# EXERCISE PASSAGE

Turning Evidence into Action: How to Implement CER at Point of Care
Issue Brief from Mathematica’s Center on Health Care Effectiveness Offers Strategies
Contact: Amy Berridge, (609) 945-3378
Washington, D.C.—January 20, 2011—Health policy experts agree that better information on what works in the health care system is crucial to improving value and delivering better patient care. Passage of the Affordable Care Act (ACA) provided significant funding to expand the nation’s production of comparative effectiveness research (CER)—which health care interventions work best under what circumstances. However, better evidence of the relative effectiveness of clinical services will not by itself solve the myriad challenges facing our health care system. To improve health care, CER needs to be successfully interpreted, disseminated, and implemented in decision-making at the point of care.
Significant challenges remain to using comparative effectiveness research as a tool to change health care practice and improve outcomes. These include coordinating the many existing efforts that are under way; improving the research infrastructure and defining appropriate CER research methodology; involving the full range of health care decision makers, including consumers; and recognizing that better information alone will not change health care.
“Using Comparative Effectiveness Research: Information Alone Won't Lead to Successful Health Care Reform,“ a new issue brief from the Center on Health Care Effectiveness at Mathematica Policy Research addresses strategies on how to get comparative effectiveness research into use at the point of care, focusing on (1) how to translate and disseminate knowledge into usable formats, (2) provider incentive reform, (3) transforming systems of how health care is delivered, and (4) engaging consumers.
The Center on Health Care Effectiveness was founded in 2010 to inform health care policy and improve patient outcomes. Building on more than four decades of Mathematica’s substantive expertise, methodological skill, and corporate infrastructure, the center is at the forefront of CER policy analysis and research. It combines a collaborative, collegial tradition with the broad-based talents of more than 150 health services researchers and scientists whose knowledge spans methodologies and disciplines. In addition to conducting comparative effectiveness policy analysis and research, the center provides evidence syntheses, delivery system research on putting CER into practice, and technical assistance for policymakers on using evidence to promote effective care.

# YOUR ASSIGNMENT
Copy the press release above on putting comparative effectiveness research into use at the point of care, word for word and in full.

# SUPPLIED INFORMATION
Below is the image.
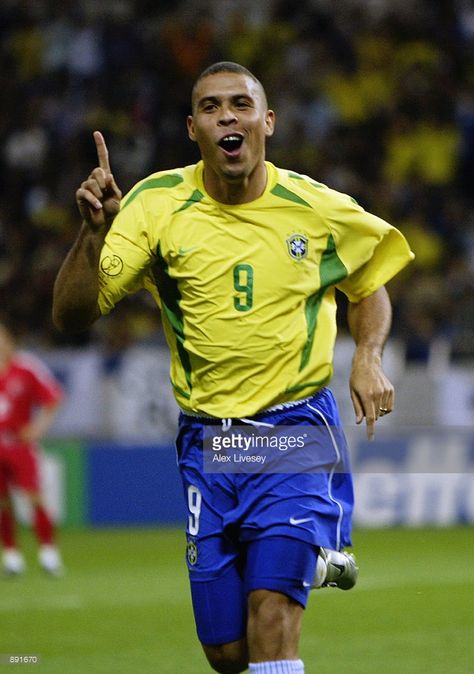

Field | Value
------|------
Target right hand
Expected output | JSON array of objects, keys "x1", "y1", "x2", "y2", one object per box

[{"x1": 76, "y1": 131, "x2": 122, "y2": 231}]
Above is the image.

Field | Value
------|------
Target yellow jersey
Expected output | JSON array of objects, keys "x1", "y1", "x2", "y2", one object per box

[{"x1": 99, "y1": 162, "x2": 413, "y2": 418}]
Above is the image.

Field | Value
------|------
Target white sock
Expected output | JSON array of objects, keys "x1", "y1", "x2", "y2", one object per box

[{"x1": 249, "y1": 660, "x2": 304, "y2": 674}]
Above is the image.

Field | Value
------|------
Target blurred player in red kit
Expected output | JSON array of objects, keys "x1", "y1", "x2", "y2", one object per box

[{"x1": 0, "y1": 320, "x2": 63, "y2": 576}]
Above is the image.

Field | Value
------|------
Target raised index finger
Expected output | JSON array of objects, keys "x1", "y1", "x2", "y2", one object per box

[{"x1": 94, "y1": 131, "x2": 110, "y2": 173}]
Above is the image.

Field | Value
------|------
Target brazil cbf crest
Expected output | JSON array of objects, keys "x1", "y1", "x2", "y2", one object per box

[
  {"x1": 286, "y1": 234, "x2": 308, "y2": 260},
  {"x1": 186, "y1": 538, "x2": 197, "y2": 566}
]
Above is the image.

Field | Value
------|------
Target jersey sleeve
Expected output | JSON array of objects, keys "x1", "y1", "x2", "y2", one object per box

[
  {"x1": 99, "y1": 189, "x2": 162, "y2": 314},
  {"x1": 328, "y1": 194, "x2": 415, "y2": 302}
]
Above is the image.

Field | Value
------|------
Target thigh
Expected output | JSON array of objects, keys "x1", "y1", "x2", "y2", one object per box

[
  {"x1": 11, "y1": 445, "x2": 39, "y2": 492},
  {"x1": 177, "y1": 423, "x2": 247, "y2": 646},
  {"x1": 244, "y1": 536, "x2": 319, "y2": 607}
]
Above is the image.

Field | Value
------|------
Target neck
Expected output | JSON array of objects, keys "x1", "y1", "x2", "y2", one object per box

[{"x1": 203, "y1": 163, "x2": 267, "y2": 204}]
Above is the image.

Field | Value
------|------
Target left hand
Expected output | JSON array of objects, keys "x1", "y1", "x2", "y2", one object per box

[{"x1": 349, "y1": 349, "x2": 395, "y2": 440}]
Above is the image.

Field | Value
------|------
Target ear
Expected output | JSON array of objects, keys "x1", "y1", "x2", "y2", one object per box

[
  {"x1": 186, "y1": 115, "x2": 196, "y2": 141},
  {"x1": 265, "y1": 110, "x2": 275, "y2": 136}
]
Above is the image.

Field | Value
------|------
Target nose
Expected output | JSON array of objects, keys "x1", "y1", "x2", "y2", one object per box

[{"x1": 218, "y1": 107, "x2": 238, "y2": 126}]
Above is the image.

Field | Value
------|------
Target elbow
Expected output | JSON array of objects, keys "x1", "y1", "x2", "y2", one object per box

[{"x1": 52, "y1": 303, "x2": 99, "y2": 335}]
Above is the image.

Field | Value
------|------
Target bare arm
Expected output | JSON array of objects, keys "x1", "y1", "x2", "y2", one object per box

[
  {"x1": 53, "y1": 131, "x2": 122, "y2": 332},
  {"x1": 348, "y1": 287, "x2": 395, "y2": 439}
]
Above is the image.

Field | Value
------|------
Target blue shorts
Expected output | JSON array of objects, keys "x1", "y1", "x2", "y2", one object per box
...
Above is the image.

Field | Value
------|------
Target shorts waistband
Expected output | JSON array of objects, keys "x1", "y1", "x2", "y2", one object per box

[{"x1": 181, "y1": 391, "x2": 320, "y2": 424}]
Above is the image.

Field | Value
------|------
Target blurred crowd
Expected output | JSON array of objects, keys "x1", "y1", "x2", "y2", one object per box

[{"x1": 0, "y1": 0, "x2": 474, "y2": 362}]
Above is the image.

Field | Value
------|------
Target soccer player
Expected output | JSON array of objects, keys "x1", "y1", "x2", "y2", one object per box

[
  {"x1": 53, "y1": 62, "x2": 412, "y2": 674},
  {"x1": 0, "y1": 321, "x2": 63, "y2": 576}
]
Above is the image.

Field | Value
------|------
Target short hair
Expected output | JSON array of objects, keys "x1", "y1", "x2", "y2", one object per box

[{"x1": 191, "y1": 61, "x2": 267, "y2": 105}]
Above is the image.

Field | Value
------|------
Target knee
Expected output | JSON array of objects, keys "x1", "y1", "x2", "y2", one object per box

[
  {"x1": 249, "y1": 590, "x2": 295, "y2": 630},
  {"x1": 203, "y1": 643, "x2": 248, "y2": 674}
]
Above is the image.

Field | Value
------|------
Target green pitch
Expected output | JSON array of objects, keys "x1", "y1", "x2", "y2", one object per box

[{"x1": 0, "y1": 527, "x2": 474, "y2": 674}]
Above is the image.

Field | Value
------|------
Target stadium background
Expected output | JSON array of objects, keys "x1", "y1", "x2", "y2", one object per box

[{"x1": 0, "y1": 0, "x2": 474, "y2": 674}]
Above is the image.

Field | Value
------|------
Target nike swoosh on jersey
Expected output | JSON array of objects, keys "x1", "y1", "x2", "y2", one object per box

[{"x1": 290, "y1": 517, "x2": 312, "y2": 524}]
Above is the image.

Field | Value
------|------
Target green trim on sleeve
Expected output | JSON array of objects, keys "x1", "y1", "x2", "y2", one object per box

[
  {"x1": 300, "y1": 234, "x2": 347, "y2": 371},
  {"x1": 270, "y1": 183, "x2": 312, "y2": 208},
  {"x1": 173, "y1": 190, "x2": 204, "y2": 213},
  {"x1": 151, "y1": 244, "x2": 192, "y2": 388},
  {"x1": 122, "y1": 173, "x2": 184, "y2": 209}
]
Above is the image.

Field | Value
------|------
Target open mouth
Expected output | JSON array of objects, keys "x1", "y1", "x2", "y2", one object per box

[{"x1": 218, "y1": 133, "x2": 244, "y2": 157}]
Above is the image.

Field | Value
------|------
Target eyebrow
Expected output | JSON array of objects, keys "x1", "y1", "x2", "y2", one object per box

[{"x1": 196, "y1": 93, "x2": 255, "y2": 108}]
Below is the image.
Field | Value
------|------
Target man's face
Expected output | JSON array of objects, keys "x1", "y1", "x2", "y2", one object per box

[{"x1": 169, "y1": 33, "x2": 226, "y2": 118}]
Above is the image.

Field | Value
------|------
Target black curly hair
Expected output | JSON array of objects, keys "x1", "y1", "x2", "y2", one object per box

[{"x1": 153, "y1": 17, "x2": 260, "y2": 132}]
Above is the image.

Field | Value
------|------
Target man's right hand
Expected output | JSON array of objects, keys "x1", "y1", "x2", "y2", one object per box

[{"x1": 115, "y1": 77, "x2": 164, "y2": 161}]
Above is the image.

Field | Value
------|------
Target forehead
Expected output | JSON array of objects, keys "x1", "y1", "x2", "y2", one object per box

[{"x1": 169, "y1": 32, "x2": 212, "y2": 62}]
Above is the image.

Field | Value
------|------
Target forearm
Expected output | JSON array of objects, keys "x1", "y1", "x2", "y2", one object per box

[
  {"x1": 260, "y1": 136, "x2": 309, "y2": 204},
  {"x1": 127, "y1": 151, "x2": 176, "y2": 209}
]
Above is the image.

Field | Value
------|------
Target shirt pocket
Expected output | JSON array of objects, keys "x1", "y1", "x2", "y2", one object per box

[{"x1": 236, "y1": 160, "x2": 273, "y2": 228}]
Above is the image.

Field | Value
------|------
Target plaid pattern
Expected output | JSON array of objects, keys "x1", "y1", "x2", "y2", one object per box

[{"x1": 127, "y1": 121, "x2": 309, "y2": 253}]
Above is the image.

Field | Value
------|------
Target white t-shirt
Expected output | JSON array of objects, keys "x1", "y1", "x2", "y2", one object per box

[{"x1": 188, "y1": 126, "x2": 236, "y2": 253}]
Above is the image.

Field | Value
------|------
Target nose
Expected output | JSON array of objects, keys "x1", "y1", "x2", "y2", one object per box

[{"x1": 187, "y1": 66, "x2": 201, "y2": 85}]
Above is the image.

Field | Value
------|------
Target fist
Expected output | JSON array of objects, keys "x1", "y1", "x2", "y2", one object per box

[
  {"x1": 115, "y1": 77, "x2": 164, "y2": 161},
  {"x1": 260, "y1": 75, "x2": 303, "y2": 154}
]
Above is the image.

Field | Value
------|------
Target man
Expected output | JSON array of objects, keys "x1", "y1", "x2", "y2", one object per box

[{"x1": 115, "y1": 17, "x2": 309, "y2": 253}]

# FINISHED TASK
Turning Evidence into Action: How to Implement CER at Point of Care
Issue Brief from Mathematica’s Center on Health Care Effectiveness Offers Strategies
Contact: Amy Berridge, (609) 945-3378
Washington, D.C.—January 20, 2011—Health policy experts agree that better information on what works in the health care system is crucial to improving value and delivering better patient care. Passage of the Affordable Care Act (ACA) provided significant funding to expand the nation’s production of comparative effectiveness research (CER)—which health care interventions work best under what circumstances. However, better evidence of the relative effectiveness of clinical services will not by itself solve the myriad challenges facing our health care system. To improve health care, CER needs to be successfully interpreted, disseminated, and implemented in decision-making at the point of care.
Significant challenges remain to using comparative effectiveness research as a tool to change health care practice and improve outcomes. These include coordinating the many existing efforts that are under way; improving the research infrastructure and defining appropriate CER research methodology; involving the full range of health care decision makers, including consumers; and recognizing that better information alone will not change health care.
“Using Comparative Effectiveness Research: Information Alone Won't Lead to Successful Health Care Reform,“ a new issue brief from the Center on Health Care Effectiveness at Mathematica Policy Research addresses strategies on how to get comparative effectiveness research into use at the point of care, focusing on (1) how to translate and disseminate knowledge into usable formats, (2) provider incentive reform, (3) transforming systems of how health care is delivered, and (4) engaging consumers.
The Center on Health Care Effectiveness was founded in 2010 to inform health care policy and improve patient outcomes. Building on more than four decades of Mathematica’s substantive expertise, methodological skill, and corporate infrastructure, the center is at the forefront of CER policy analysis and research. It combines a collaborative, collegial tradition with the broad-based talents of more than 150 health services researchers and scientists whose knowledge spans methodologies and disciplines. In addition to conducting comparative effectiveness policy analysis and research, the center provides evidence syntheses, delivery system research on putting CER into practice, and technical assistance for policymakers on using evidence to promote effective care.